__Exercise aim__: Locate the line that contains "point: girl's right". Copy it and every following line through the end of the records, exactly, and include nothing else.

>>

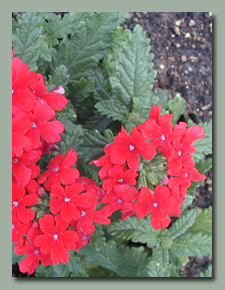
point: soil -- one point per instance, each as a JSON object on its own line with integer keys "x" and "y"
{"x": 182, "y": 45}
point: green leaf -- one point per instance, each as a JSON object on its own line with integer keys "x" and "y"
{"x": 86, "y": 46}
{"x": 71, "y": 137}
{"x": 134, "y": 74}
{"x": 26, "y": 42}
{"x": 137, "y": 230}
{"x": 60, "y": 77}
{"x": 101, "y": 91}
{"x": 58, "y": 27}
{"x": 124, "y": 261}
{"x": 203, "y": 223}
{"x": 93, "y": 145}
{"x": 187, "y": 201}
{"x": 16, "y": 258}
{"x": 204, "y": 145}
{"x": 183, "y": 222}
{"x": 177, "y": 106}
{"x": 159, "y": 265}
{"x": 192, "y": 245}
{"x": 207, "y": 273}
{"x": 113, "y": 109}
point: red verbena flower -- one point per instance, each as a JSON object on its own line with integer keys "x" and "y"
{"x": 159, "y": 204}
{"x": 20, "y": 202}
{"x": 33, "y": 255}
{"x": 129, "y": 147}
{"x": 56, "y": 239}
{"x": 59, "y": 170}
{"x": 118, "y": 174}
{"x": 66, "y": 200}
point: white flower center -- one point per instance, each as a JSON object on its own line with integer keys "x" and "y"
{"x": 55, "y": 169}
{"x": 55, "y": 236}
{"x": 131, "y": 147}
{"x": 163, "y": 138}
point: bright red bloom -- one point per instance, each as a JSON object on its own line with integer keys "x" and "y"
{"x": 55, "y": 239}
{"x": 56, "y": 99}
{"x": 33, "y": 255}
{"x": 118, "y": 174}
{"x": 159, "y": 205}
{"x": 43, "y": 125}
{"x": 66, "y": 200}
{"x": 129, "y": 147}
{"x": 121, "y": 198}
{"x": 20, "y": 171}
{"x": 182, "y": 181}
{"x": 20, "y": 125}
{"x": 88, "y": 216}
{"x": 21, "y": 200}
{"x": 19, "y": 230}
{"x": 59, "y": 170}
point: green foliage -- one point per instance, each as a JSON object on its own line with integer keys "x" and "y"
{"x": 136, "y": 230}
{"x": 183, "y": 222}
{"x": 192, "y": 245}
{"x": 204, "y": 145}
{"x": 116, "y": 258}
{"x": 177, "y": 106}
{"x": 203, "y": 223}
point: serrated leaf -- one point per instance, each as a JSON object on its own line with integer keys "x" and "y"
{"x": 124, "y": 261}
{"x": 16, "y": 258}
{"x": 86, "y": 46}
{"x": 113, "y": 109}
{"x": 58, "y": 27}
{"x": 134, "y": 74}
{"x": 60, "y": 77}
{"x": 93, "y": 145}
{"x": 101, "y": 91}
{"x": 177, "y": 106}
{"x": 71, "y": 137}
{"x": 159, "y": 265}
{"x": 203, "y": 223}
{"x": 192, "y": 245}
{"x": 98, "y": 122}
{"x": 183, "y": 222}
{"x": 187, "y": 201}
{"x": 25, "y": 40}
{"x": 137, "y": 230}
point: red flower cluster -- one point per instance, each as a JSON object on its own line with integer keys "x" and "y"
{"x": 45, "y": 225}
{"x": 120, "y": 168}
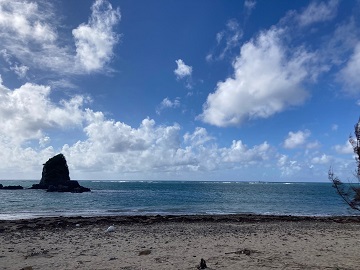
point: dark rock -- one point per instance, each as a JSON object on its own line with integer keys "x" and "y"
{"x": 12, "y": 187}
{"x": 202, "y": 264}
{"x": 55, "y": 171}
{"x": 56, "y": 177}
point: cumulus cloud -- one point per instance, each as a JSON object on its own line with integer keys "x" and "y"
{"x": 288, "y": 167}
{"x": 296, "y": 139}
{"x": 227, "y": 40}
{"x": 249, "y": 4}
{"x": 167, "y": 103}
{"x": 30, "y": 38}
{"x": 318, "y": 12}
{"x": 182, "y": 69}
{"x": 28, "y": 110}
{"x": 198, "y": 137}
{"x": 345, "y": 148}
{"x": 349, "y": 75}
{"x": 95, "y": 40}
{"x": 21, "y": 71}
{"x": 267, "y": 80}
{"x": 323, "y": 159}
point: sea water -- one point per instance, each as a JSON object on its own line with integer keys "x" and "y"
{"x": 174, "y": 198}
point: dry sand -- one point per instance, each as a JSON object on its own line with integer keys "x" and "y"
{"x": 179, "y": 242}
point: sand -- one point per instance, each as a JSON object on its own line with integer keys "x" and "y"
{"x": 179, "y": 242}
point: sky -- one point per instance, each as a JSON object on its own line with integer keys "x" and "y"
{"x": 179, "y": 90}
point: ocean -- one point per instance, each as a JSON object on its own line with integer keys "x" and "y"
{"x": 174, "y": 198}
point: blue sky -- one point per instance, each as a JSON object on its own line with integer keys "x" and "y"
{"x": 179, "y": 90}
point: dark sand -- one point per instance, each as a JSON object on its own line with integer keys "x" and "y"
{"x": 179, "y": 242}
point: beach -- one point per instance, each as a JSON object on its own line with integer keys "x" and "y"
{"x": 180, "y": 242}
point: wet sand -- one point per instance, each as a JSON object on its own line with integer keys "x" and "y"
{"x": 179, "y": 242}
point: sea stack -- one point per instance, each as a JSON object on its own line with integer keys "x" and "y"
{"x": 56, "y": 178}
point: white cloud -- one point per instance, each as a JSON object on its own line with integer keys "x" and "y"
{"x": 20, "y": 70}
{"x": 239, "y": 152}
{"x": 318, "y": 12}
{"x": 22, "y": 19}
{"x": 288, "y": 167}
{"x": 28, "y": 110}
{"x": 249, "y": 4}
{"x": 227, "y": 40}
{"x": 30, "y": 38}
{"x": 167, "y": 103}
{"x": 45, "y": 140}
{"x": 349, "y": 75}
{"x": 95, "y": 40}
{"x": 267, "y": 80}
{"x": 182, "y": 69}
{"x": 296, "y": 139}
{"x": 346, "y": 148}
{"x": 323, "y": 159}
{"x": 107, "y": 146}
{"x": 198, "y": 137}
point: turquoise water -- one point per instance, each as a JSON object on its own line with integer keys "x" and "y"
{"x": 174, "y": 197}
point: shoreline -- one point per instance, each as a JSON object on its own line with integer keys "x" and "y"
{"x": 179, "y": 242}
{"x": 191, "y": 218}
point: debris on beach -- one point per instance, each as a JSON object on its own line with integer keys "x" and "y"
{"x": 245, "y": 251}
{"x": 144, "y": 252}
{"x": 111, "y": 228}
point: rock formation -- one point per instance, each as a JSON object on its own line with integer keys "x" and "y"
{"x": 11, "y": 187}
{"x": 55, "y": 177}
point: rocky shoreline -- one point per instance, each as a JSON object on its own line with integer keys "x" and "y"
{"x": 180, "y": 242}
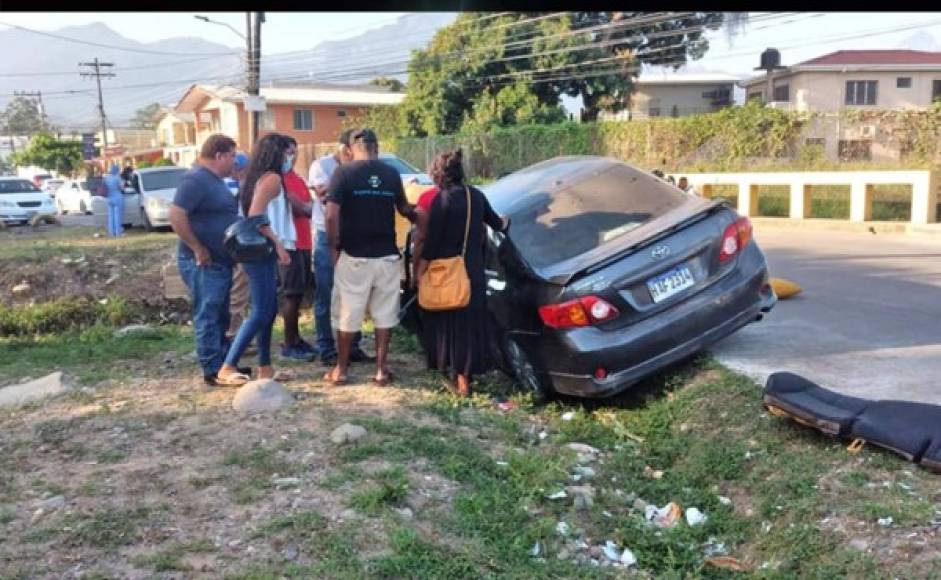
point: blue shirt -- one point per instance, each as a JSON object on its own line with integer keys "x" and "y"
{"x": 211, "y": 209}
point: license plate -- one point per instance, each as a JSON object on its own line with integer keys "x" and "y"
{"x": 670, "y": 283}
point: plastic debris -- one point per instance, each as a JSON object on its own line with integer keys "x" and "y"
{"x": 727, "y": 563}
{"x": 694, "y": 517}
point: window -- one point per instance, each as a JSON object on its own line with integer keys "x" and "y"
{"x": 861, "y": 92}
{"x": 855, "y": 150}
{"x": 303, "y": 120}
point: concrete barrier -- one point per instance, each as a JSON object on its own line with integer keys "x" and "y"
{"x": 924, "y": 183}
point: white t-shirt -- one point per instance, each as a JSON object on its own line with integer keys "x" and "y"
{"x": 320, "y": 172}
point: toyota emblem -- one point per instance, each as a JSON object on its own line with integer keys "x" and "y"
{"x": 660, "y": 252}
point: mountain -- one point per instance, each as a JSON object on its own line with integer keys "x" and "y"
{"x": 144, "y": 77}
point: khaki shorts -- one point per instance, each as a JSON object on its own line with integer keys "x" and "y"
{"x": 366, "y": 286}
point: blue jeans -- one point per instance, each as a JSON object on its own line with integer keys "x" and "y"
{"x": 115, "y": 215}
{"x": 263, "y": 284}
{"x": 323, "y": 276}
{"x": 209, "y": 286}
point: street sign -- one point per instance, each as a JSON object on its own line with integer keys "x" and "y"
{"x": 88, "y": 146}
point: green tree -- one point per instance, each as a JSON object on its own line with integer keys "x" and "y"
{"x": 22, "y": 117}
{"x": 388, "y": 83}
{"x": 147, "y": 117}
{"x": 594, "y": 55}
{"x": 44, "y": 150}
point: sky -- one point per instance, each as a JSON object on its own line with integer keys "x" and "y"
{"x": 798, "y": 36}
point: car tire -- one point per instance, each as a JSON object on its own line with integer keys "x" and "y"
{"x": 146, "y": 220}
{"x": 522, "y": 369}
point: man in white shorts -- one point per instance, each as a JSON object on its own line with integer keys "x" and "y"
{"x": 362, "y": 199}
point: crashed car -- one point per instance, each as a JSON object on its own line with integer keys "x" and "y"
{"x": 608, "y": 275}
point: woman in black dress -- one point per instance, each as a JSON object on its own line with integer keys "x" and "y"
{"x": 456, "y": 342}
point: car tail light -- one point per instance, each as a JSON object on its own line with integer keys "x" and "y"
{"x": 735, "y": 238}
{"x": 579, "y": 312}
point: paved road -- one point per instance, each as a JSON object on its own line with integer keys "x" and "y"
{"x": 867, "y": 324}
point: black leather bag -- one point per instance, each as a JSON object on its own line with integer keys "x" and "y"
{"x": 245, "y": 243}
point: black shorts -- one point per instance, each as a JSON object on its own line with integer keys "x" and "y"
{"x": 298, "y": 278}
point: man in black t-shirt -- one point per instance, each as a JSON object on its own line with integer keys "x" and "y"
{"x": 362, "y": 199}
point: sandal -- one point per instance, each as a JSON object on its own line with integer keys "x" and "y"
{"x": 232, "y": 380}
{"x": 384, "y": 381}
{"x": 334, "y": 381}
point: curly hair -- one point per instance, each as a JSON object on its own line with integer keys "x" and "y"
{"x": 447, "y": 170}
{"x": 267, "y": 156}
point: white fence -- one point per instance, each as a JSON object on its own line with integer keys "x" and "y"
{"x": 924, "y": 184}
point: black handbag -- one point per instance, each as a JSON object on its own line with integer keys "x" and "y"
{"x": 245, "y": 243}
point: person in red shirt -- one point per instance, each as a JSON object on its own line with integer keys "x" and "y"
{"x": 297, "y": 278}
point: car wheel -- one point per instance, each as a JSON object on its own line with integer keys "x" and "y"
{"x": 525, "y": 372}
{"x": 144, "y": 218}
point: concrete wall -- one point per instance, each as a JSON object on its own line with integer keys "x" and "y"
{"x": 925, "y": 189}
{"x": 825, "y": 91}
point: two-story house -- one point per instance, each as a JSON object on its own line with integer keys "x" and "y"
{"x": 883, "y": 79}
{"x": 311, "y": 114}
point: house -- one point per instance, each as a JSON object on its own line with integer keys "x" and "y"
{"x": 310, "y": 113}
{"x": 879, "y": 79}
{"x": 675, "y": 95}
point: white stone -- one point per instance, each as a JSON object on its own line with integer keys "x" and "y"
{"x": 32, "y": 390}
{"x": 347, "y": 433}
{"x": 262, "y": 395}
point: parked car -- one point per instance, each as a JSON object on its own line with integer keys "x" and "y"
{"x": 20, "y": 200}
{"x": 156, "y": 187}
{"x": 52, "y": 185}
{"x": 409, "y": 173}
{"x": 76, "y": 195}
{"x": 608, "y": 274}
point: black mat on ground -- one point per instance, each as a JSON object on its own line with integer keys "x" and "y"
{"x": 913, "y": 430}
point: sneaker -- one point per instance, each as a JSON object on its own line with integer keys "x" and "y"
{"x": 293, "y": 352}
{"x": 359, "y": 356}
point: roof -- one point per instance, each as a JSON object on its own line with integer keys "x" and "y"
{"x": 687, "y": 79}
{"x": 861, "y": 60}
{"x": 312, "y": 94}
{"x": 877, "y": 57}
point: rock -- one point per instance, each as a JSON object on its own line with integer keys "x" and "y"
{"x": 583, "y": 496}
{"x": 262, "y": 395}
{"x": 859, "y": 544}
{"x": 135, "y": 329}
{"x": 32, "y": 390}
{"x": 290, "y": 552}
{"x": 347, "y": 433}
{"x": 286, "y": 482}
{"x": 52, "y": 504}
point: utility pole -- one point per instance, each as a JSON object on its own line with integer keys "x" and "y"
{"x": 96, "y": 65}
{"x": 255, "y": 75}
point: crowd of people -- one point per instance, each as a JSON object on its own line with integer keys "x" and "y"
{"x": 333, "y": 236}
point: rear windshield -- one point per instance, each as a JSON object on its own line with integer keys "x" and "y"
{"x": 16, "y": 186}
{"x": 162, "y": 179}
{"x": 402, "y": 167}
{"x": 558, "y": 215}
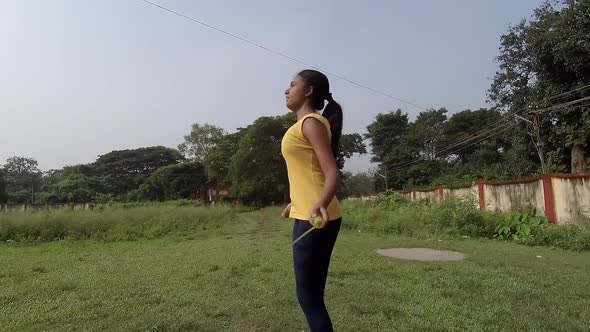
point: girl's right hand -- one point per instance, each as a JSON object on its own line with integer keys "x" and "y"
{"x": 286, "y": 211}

<<

__The answer__:
point: girl's right hand -- one point per instance, each as a JSON object on its own line with integer keys "x" and "y"
{"x": 286, "y": 211}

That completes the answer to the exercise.